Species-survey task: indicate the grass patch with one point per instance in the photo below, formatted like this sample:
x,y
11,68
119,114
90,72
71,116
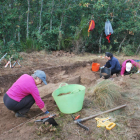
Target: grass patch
x,y
106,94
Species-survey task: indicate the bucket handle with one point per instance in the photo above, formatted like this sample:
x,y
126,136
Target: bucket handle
x,y
62,84
75,91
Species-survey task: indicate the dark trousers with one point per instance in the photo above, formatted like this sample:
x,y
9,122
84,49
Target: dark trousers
x,y
133,70
22,107
113,70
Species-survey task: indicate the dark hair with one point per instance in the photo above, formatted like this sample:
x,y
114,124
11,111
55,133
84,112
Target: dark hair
x,y
128,61
108,54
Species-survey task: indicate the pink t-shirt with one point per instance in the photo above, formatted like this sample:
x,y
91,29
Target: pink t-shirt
x,y
24,86
124,65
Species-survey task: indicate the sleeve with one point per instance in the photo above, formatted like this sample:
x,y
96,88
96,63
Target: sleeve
x,y
37,98
135,63
113,63
122,70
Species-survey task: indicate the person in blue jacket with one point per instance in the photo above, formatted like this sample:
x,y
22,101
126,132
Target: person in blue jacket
x,y
112,63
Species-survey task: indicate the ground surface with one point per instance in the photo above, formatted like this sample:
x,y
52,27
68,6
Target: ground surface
x,y
61,67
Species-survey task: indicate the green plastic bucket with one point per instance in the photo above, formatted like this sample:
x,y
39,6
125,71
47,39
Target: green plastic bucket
x,y
72,102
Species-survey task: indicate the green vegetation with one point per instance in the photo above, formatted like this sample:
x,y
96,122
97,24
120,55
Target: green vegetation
x,y
62,24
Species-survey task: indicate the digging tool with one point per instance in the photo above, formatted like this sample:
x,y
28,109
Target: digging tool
x,y
81,125
49,119
78,121
103,122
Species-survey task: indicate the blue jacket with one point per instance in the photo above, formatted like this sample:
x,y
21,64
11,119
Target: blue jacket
x,y
114,64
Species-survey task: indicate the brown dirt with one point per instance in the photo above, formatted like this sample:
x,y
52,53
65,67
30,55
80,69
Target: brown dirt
x,y
59,68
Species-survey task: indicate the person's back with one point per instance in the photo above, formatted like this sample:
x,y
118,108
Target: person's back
x,y
22,87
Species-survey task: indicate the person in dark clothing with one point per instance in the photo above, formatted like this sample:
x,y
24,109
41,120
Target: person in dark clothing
x,y
112,63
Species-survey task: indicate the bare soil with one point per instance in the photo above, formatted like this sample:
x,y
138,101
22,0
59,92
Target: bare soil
x,y
62,67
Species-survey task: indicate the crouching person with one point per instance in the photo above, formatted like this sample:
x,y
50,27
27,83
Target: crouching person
x,y
24,93
129,66
112,63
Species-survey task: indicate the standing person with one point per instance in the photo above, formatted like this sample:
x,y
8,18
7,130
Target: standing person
x,y
112,63
129,66
24,93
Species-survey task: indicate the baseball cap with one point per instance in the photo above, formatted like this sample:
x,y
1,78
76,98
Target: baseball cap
x,y
41,74
128,66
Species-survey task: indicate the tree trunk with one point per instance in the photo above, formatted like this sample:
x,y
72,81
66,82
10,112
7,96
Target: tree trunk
x,y
51,15
40,16
27,36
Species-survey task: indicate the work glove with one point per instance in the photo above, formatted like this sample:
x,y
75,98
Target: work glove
x,y
46,112
138,71
102,67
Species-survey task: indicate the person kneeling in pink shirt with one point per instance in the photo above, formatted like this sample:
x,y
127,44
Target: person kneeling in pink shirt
x,y
24,93
129,66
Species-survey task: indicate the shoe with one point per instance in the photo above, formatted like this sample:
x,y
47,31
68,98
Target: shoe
x,y
18,114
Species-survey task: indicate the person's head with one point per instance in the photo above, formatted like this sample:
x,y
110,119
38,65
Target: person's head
x,y
108,55
128,66
39,77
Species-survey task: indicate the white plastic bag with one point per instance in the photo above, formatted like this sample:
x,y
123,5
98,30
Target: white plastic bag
x,y
108,28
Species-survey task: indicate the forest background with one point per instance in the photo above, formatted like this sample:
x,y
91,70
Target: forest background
x,y
33,25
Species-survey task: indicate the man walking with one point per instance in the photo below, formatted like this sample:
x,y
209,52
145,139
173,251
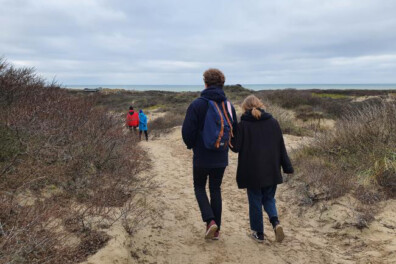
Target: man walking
x,y
208,130
132,120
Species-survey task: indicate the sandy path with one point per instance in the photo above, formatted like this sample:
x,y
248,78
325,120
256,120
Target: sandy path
x,y
177,235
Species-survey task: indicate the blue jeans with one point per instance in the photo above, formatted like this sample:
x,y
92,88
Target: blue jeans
x,y
257,199
209,210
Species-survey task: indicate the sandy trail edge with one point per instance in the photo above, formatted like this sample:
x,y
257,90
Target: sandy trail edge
x,y
313,235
════════════════════
## TASK BRIEF
Each line of the entries above that has the word "below" is to be copied.

## SOLUTION
Species-survey task: indicate the grass patch with one point per instance in the photo below, formatted like this sample:
Species-survey task: indicate the man walking with one point per instance in the photo below, formatted like this sample:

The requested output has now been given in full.